__Objective__: Turn the lines of all the records below into a Markdown table with two columns, Row and Line, numbering each line in Row and leaving out blank lines.

** begin Dataset **

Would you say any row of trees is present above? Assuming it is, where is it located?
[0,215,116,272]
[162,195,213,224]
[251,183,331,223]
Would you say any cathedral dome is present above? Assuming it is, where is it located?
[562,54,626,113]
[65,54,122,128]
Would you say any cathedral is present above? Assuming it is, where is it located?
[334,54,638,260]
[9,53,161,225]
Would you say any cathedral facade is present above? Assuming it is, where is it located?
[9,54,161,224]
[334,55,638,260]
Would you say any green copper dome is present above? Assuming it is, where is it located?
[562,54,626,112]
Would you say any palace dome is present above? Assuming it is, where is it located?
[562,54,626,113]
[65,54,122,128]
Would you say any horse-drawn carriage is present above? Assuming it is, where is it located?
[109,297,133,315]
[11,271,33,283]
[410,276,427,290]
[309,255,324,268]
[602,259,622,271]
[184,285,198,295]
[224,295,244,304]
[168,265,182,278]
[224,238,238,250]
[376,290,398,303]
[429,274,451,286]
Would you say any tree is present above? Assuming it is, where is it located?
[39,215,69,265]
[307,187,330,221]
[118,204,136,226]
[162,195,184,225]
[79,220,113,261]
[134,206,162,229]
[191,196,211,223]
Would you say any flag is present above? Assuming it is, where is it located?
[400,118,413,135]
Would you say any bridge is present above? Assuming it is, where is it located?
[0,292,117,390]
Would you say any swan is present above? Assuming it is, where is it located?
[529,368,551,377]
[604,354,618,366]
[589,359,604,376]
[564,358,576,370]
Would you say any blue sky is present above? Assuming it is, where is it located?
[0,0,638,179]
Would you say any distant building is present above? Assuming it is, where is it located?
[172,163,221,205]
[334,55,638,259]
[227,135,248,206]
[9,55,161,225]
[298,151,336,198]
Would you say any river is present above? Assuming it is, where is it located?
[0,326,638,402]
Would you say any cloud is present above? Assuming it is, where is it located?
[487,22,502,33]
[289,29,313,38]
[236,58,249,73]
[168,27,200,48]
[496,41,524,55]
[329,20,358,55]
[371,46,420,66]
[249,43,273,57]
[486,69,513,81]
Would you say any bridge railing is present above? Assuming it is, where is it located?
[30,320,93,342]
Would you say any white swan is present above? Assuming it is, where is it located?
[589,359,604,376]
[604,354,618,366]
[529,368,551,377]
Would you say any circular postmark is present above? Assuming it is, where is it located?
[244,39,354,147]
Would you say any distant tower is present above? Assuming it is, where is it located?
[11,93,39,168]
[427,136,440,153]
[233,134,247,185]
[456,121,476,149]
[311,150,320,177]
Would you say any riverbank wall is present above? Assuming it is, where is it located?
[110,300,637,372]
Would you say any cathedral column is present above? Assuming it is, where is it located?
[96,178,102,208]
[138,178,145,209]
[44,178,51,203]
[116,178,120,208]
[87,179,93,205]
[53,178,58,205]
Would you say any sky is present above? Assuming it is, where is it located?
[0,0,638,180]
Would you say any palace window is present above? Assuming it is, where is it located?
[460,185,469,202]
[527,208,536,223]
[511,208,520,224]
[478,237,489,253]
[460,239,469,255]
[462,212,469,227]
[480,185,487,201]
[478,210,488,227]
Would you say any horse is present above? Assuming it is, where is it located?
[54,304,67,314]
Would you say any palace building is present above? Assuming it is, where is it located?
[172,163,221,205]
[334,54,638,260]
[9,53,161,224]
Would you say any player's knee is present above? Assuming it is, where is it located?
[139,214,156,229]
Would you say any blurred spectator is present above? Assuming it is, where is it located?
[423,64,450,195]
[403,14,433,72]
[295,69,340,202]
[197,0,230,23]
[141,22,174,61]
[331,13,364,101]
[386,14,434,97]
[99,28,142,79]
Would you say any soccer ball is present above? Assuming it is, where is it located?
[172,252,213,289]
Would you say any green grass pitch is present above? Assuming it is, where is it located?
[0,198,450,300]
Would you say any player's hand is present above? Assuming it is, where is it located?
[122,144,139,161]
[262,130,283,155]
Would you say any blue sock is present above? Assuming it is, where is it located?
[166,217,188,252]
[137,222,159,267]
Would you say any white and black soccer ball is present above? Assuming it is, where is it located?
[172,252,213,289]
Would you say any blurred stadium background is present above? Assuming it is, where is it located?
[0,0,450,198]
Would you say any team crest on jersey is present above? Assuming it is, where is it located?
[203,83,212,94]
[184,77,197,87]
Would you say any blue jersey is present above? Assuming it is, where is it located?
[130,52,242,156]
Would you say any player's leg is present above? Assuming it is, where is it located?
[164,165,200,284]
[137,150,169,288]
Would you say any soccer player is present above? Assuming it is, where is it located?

** end Dataset **

__Task response__:
| Row | Line |
|---|---|
| 1 | Would you say any row of trees is present above? Assuming it is, where is it located? |
| 2 | [0,215,116,272] |
| 3 | [162,195,213,224] |
| 4 | [251,183,331,223] |
| 5 | Would you say any cathedral dome is present above? Assuming it is, where is it located? |
| 6 | [562,54,626,113] |
| 7 | [65,54,122,128] |
| 8 | Would you say any cathedral is present above? Assuming it is, where is it located? |
| 9 | [334,54,638,260] |
| 10 | [9,53,161,225] |
| 11 | Would you say any cathedral facade is present above? Assuming it is, where is it located? |
| 12 | [9,54,161,224] |
| 13 | [334,55,638,260] |
| 14 | Would you say any green copper dome is present above? Assuming it is, where is it located? |
| 15 | [562,54,626,112] |
| 16 | Would you say any palace dome is present above? Assuming it is, where is it located? |
| 17 | [562,54,626,113] |
| 18 | [65,54,122,128] |
| 19 | Would you say any horse-drawn carriage is present above? Assuming it is, where is it located? |
| 20 | [109,297,133,315] |
| 21 | [11,271,33,283] |
| 22 | [410,276,427,290] |
| 23 | [309,255,324,268] |
| 24 | [602,259,622,271] |
| 25 | [184,285,198,295] |
| 26 | [224,295,244,304] |
| 27 | [168,265,182,278] |
| 28 | [224,238,238,250] |
| 29 | [376,290,398,303] |
| 30 | [429,274,451,286] |
| 31 | Would you say any tree is present above? Assuming it is, where is it located? |
| 32 | [39,215,69,265] |
| 33 | [307,187,330,221] |
| 34 | [118,204,136,226] |
| 35 | [162,195,184,225] |
| 36 | [79,220,113,261] |
| 37 | [134,206,162,229] |
| 38 | [191,196,211,223] |
| 39 | Would you say any flag is present above? Assuming it is, where is it located? |
| 40 | [400,118,413,135] |
| 41 | Would you say any bridge is present above? Assuming it is, where is it located? |
| 42 | [0,292,117,390] |
| 43 | Would you say any swan is present above? Assuming it is, where is it located? |
| 44 | [529,368,551,377] |
| 45 | [604,354,618,366] |
| 46 | [589,359,604,376] |
| 47 | [564,358,576,370] |
| 48 | Would you say any blue sky is present above? Assuming it is, where is it located? |
| 49 | [0,0,638,179] |
| 50 | Would you say any distant building is present above? Assuming it is, where is it located? |
| 51 | [172,163,221,205] |
| 52 | [334,55,638,259] |
| 53 | [227,135,248,206] |
| 54 | [9,55,161,225] |
| 55 | [298,151,336,198] |
| 56 | Would you say any river is present above? Assuming it is, where is it located? |
| 57 | [0,326,638,402] |
| 58 | Would you say any cloud is present above? Assuming it is, where is it located? |
| 59 | [487,22,502,33] |
| 60 | [289,29,313,38] |
| 61 | [236,58,249,73] |
| 62 | [168,27,200,48] |
| 63 | [496,41,524,55] |
| 64 | [329,20,358,55] |
| 65 | [371,46,420,66] |
| 66 | [249,43,273,57] |
| 67 | [486,69,513,81] |
| 68 | Would you say any bridge railing is present above? Assuming it is, where is it located? |
| 69 | [30,320,93,342] |
| 70 | Would you say any white swan is present above? Assuming it is, where is it located? |
| 71 | [589,359,604,376] |
| 72 | [604,354,618,366] |
| 73 | [529,368,551,377] |
| 74 | Would you say any circular postmark is present above? Assuming it is, where is it located? |
| 75 | [244,39,354,147] |
| 76 | Would you say any distant tower is present above? Assuming it is, where is it located? |
| 77 | [11,93,39,168] |
| 78 | [427,136,440,153] |
| 79 | [233,134,247,185] |
| 80 | [456,121,476,149] |
| 81 | [311,150,320,177] |
| 82 | Would you say any riverbank wall is present above? Assuming it is, where is it located? |
| 83 | [110,300,637,372] |
| 84 | Would you say any cathedral column is present above? Assuming it is, where is it located? |
| 85 | [96,178,102,208] |
| 86 | [138,178,145,209] |
| 87 | [44,178,51,203] |
| 88 | [116,178,120,208] |
| 89 | [87,179,93,205] |
| 90 | [53,178,58,205] |
| 91 | Would you say any sky is present above? Assuming it is, where is it located? |
| 92 | [0,0,638,180] |
| 93 | Would you say any palace window is present above? Assuming it is, where is it located? |
| 94 | [460,185,469,202] |
| 95 | [527,208,536,223] |
| 96 | [511,208,520,224] |
| 97 | [478,237,489,253] |
| 98 | [460,239,469,255] |
| 99 | [462,212,469,227] |
| 100 | [480,185,487,201] |
| 101 | [478,210,488,227] |
| 102 | Would you say any horse is present above? Assuming it is, where is it located? |
| 103 | [54,304,67,314] |
| 104 | Would you say any palace building is present above? Assuming it is, where is it located? |
| 105 | [172,163,221,205] |
| 106 | [334,54,638,260] |
| 107 | [9,53,161,224] |
| 108 | Would you say any player's knee is present above? Assuming it is, where is it located? |
| 109 | [139,214,156,229] |
| 110 | Would you say any blurred spectator is present above? Assuming it is, where is it located? |
| 111 | [423,64,450,195] |
| 112 | [403,14,433,72] |
| 113 | [295,69,340,202] |
| 114 | [197,0,230,23] |
| 115 | [141,22,174,61] |
| 116 | [331,13,364,101] |
| 117 | [386,14,434,97] |
| 118 | [99,28,142,79] |
| 119 | Would you say any soccer ball is present above? Assuming it is, where is it located? |
| 120 | [172,252,213,289] |
| 121 | Would you say any green grass pitch is present above? Assuming it is, where is it located? |
| 122 | [0,198,450,300] |
| 123 | Would you say any player's hand is present above? Assuming it is, where is it located? |
| 124 | [122,144,139,161] |
| 125 | [262,130,283,155] |
| 126 | Would you say any blue sock is present above? Assuming it is, where is it located? |
| 127 | [166,217,188,252] |
| 128 | [137,222,159,267] |
| 129 | Would you say any white and black soccer ball is present above? Assuming it is, where is it located? |
| 130 | [172,252,213,289] |
| 131 | Would you say any blurred stadium background is present above? Assuming it is, where is it located? |
| 132 | [0,0,450,198] |
| 133 | Would you say any team crest on jersey is present above? Assuming it is, where is it located? |
| 134 | [203,83,212,94] |
| 135 | [184,77,197,87] |
| 136 | Would you say any blue jersey is present above? Assuming it is, where is it located? |
| 137 | [130,52,242,156] |
| 138 | Would you say any player's leg is present above? Assuming it is, where is it located? |
| 139 | [164,165,200,284] |
| 140 | [137,150,169,288] |
| 141 | Would you say any soccer player is present above? Assuming it is, where is it located? |